**WHAT YOU ARE ASKED TO DO**
Nothing other than the lines from the one containing "Where can the silver" through the close of the entries below should be printed, each exactly.

**MATERIAL**
::::::::

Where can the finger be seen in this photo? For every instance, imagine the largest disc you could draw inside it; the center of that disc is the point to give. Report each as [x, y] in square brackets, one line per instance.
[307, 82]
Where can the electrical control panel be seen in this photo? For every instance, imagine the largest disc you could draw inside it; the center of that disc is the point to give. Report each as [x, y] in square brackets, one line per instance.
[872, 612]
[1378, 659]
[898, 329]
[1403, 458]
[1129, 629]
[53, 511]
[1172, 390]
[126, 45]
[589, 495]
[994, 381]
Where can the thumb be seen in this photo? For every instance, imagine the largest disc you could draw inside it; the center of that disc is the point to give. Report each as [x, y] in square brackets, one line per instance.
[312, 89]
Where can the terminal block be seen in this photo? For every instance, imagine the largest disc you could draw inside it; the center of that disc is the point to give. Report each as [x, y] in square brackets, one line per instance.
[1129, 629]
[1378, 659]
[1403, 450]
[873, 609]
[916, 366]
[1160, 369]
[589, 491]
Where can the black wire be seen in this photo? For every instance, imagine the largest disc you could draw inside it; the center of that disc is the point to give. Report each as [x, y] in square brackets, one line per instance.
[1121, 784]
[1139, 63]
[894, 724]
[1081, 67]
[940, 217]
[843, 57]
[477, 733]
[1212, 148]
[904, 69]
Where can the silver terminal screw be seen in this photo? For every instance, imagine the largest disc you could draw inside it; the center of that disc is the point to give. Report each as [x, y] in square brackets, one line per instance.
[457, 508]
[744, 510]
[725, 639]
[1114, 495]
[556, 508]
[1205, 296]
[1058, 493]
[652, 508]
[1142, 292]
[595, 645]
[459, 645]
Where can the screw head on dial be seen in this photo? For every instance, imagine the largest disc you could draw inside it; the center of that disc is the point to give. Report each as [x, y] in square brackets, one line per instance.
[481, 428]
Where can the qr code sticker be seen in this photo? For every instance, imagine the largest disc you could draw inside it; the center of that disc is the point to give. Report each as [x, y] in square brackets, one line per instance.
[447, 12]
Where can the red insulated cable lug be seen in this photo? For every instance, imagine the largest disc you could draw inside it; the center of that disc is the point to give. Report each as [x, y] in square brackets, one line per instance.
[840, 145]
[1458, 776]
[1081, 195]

::::::::

**TASK SOLUTION**
Where can the silver terminal screw be seen in this photo? For every instance, imagine the largest disc you could draw inside it; the center of that disc is the point to give. Report each as [x, y] in square brackets, one line per instance.
[457, 508]
[744, 510]
[725, 639]
[1114, 495]
[556, 508]
[1205, 296]
[1058, 493]
[652, 508]
[1142, 292]
[595, 645]
[459, 645]
Where can the screw head on dial be seen in this photo? For every instance, imagine the largest disc you could draw inside it; the center of that disc is the point to give. Report each as [x, y] in square brackets, one line per instance.
[481, 428]
Where can the qr code sticker be seen in this photo? For every instance, imagine the largest disc you could draw inside it; the center of that disc is the point to give. Report each as [x, y] in square brackets, one line per instance.
[447, 12]
Where can the red insulated cable lug be seen in this photo? For every instance, imagine the largest disc you could draw inside it; the center of that disc is the point to give. Report each as [x, y] in square brackets, one line per instance.
[840, 145]
[1458, 776]
[1081, 195]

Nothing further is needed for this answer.